EXERCISE REQUIREMENTS:
Where does the string "slope" occur in the records? Copy each line that holds it.

RECORDS FOR THIS EXERCISE:

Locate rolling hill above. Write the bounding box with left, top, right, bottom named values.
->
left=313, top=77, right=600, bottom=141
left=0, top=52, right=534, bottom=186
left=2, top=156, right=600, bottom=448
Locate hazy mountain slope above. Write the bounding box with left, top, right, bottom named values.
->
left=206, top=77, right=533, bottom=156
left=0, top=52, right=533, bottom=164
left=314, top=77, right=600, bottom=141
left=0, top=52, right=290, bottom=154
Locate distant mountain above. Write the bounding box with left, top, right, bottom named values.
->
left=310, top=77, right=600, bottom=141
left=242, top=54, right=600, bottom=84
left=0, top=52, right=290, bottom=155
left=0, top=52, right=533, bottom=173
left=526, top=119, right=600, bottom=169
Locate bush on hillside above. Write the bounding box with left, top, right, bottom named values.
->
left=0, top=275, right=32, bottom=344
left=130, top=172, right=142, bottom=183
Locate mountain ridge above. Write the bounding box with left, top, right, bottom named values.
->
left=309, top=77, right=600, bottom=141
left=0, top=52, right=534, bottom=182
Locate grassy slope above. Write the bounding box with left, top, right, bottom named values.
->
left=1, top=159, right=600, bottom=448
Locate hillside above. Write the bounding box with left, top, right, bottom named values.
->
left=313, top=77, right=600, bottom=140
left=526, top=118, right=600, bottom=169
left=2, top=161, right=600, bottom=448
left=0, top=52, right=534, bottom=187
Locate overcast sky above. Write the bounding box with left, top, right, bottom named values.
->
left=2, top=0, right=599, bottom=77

OUTPUT OF THE EXERCISE:
Locate hazy mountain slope above. Write the bounding box with left, top, right, bottom named values.
Locate grassy slope above. Write the bounding box with left, top, right, bottom named values.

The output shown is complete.